Begin Passage given

# Rejected visa application



## ampk (Sep 21, 2013)

Hello All,

As you will notice I am new here and had my girlfriends Visitor Visa to Australia recently rejected. By normal vague reasons.

Any comments or advice welcome.

Our application was I thought good, but got the usual they don't believe she will return home. 

* She is from Ukraine ( not one of the bombshells seen on many dating sites - but a nice honest lady).

* We are of similar age only 1 year different.

* She has a degree and continuous employment of 7 years 4 months.

* Has enough funds in her account to support herself in Australia for a long period.

* We met in Vietnam.

* I meet her and family in Ukraine.

*She has 2 kids - I have 3.

* I can support them for a long period of time & have good employment.

* I have sponsored another person for a 6 month visitor visa and complied with all requirements.


But we still could not get a 6 month visitor visa for them.
3 options I have are.

1) reapply for a visitor visa - but not sure what else could be included.
2) Apply a Prospective Spouse visa - Need to try our relationship further and 9-12 months is to painful. Also about $12K.
3) 457 visa option - again think it will not be good to test waters as a family living and working together- Also about $15K.

Any ideas please.


----------



## ampk (Sep 21, 2013)

You are welcome to ask questions folks?


----------



## Mish (Jan 13, 2013)

What were the reasons that they gave you for rejection? I know you mention they had vague ones, was it the normal stronger ties to Australia than home country, limited travel and not enough funds?

Also I might mention that some embassy's will not take into account the financial support of someone else and the applicant must have the money in their account and then of course each embassy might have what they consider "limited personal funds" too.


----------



## MarkNortham (Dec 19, 2012)

Hi -

Determining the best way to go forward could begin with a careful study of the Genuine Visitor policy at DIAC and looking at each of the criteria and seeing how your girlfriend's situation meets or does not meet the criteria. Once you have a better idea of how close her situation is to what is required in policy, that might provide a better estimate of the chances of any future application.

Of special importance is the text in the decision record document - specifically which of the Genuine Visitor policy elements were used to refuse the visa are important - if these can be addressed by providing more details, etc that's good. If not, that may indicate a challenge for any future applications until her circumstances change.

Hope this helps -

Best,

Mark Northam


----------



## ampk (Sep 21, 2013)

Thanks Mark.

Was rejected under regulation 600.211 I expect (c)

I had a much worse application from Africa approved for 6 months.

With the exception of the preposed spouse visa, we far meet requirements of Visitor Visa and 457 visa. But only having a short relationship we wanted some together time as a big 5 kid family.

Decisions are made in Moscow by I suspect novice people with lots of power and little regard.

Basically I hate our immigration system - I lived and worked overseas for about 8 years. Just not allowed to bring your girlfriends home to see your country.


----------



## MarkNortham (Dec 19, 2012)

Hi Ampk -

If they gave you no narrative of the specific reasons why you were refused, I'd ask for it. Reg 600.211(c) is a catch-all for any "relevant matter".

End Passage given

Prompt 1: Reproduce everything in the visa thread from "1) reapply for" down to "Also about $15K.".
Prompt 2: Carry the visa thread forward from its last sentence.
The data that comes next is separate material from the visa thread.

Begin Data segment

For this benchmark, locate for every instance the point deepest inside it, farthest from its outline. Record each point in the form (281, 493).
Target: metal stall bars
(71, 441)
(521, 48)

End Data segment

Task response 1:
1) reapply for a visitor visa - but not sure what else could be included.
2) Apply a Prospective Spouse visa - Need to try our relationship further and 9-12 months is to painful. Also about $12K.
3) 457 visa option - again think it will not be good to test waters as a family living and working together- Also about $15K.

Task response 2:
Re: 457, you may want to look at all the "genuine position" and "genuine intent" policy language introduced 1 July. Given how much subjective control the case officers now have, it is impossible for a person to say they qualify or not before assessment, as "qualifying" is no longer a black & white matter (ie specific requirements) but a very, very subjective one where the opinion of the case officer about the extremely vague word "genuine" can and will make or break a visa application.

Best of luck going forward - if they did not give you specific reasons and parts of the Genuine Visitor policy that you did not meet, it's very hard to figure out how to get beyond that.

Best,

Mark Northam


----------



## ampk (Sep 21, 2013)

Mish said:


> What were the reasons that they gave you for rejection? I know you mention they had vague ones, was it the normal stronger ties to Australia than home country, limited travel and not enough funds?
> 
> Also I might mention that some embassy's will not take into account the financial support of someone else and the applicant must have the money in their account and then of course each embassy might have what they consider "limited personal funds" too.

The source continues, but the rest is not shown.